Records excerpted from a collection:

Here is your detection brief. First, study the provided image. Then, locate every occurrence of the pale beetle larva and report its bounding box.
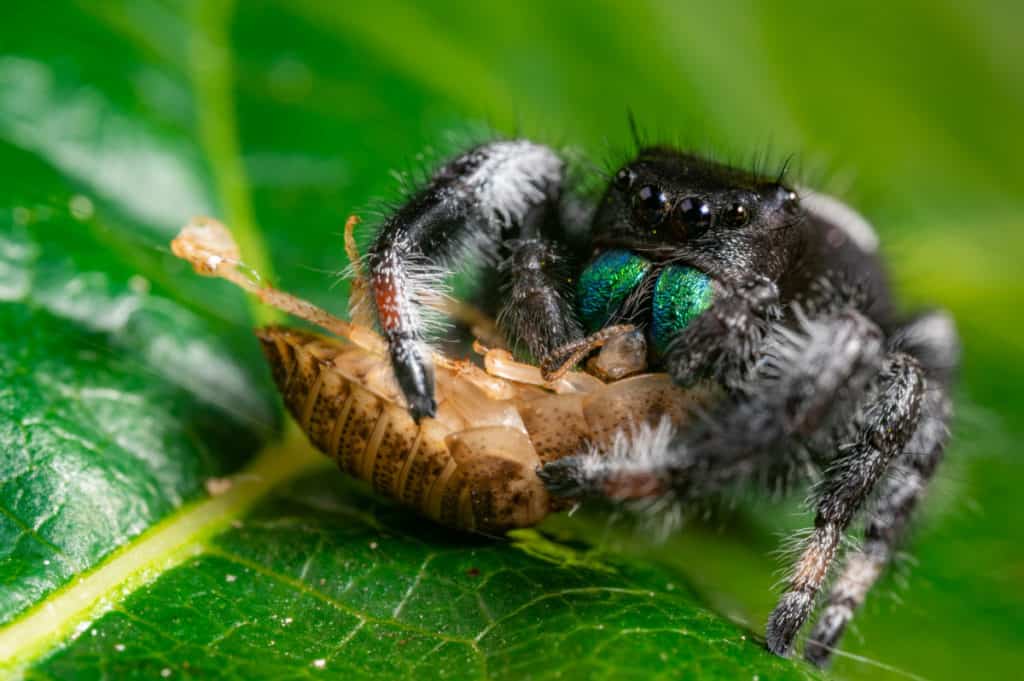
[171,216,708,533]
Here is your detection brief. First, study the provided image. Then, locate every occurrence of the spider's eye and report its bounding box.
[614,168,635,191]
[782,189,799,210]
[672,197,712,237]
[722,202,749,228]
[632,184,669,225]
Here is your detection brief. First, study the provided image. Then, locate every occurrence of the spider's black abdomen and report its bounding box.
[783,192,897,329]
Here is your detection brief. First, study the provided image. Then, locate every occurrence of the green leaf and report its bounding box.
[25,473,824,680]
[0,138,276,625]
[2,1,1023,680]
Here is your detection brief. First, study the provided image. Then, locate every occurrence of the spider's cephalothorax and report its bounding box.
[366,139,959,666]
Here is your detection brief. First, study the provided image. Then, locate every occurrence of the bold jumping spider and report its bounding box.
[366,139,959,665]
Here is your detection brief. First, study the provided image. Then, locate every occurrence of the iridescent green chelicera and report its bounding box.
[577,251,713,355]
[651,265,714,354]
[576,249,651,331]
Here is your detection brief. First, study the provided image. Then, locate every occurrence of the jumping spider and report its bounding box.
[365,138,959,665]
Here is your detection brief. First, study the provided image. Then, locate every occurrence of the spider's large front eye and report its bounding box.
[672,197,712,237]
[632,184,669,225]
[577,249,651,332]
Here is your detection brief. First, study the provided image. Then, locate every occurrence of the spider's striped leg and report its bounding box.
[542,307,917,661]
[766,349,925,657]
[804,311,958,666]
[367,140,565,420]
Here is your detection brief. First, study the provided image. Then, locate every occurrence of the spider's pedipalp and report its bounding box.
[662,276,780,393]
[496,237,583,363]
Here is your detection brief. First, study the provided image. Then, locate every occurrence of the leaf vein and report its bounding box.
[203,546,476,646]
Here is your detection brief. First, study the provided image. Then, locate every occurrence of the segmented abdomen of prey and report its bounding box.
[257,326,703,533]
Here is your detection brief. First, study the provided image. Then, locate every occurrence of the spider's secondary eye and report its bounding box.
[576,249,651,332]
[673,197,712,237]
[782,189,799,211]
[632,184,669,225]
[722,202,749,228]
[614,168,635,190]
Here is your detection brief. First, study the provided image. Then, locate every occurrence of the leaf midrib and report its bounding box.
[0,0,300,670]
[0,426,328,672]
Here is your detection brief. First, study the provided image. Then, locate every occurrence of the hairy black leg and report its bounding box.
[367,140,564,420]
[766,351,925,657]
[496,238,583,362]
[804,311,959,666]
[540,306,934,658]
[664,310,886,500]
[664,276,780,393]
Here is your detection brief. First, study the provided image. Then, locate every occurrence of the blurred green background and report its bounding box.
[3,1,1022,679]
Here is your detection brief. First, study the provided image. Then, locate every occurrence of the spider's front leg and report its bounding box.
[657,308,926,659]
[367,140,575,420]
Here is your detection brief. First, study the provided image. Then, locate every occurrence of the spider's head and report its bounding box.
[593,146,800,254]
[577,148,799,357]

**DESCRIPTION OF THE TASK**
Every line of the data above should be quoted exactly. Omit the pictures.

**TASK SOLUTION**
Here is your detection brief. First, study the provided image. Then, locate every occurrence of the pale beetle larva and report its bounding box.
[171,216,708,533]
Here is your detection brief. First, study the provided image. Then, locate every occurrence of the spider's eye and report its bounding box.
[614,168,635,191]
[782,189,799,210]
[672,197,712,237]
[722,202,749,228]
[632,184,669,225]
Here is your detection brief. First, study the provided image. Then, locate every occurrence of the spider's black abdomen and report its bounding box.
[783,192,897,329]
Here is your detection brief. First, study the provided image. Then, locate every occurrence of the green leaf and report its bounding box.
[25,473,824,680]
[0,138,276,625]
[2,1,1023,680]
Here is your detection brief. First, study the provided image. Then, locate every occurrence of the spider's cephalothorax and report its bounding box.
[366,139,959,666]
Here is your detection brief. First, study the provided image. Then, locate every occurrence of the bold jumping spider and report its bounding box.
[366,139,959,665]
Here is your detection brief. First, study the provided image. Then, locate every occurrence of the iridescent green chelicera and report its bounding box.
[577,251,713,355]
[651,265,714,354]
[576,249,651,331]
Here is your detection brief. First, study the provided image. Then, locate every occurrence of the jumping spider and report its bounding box.
[365,138,959,665]
Here is your detection brief. First, study the provided image. Then, locate every occurrence of the spider's large front eye and report its bounding box.
[672,197,712,237]
[632,184,669,225]
[577,249,651,332]
Here is your detection brief. First, study the provided image. Then, locate every occurrence of the spider's striped leg and report its bounding box.
[542,307,917,661]
[766,349,925,657]
[804,311,958,666]
[367,140,565,420]
Here is your detection brief. First, study the provided image. Then, locate every occurrence of the spider's pedipalp and report its bounding box.
[662,276,780,393]
[496,237,583,363]
Here is your detection brief. First, study the provided image. Then, locate every occurrence of the leaf vein and report its bounding box.
[203,546,476,646]
Here is your detection brief. First, study the provided image. Then, locate every occurrence of the segmented abdomen of prey and report its bounding box.
[257,326,703,533]
Here is your detection brief. First, study the provided image. Then, locate every occurrence of the spider's secondary eye and report its bounding box.
[576,249,651,332]
[673,197,712,237]
[782,189,799,211]
[632,184,669,225]
[722,202,749,228]
[614,168,635,190]
Here is your detection brief. First, study the provided image. Then, locate every occurrence of the leaf midrib and report its bounding box.
[0,0,300,670]
[0,426,328,672]
Here is your detection brief. First, study the provided image. Then, locate every occurrence of the hairy black leg and report its bounding box.
[367,140,564,420]
[766,351,925,657]
[496,238,583,362]
[804,311,959,666]
[540,306,934,658]
[664,310,886,500]
[664,276,780,393]
Here is your detection brief. First, study the provided image. Then, locate every occurrence of the blurred green background and report its bounding box.
[3,1,1022,679]
Here is your detection brief. First, study the provided image. Then, locate every occurrence of the spider's front leg and report its bounding box.
[657,308,926,659]
[367,140,575,420]
Here is your detection brief. First, study the provided image. Then, locate every occurrence of the spider's head and report its bounding box.
[593,146,800,254]
[577,148,799,357]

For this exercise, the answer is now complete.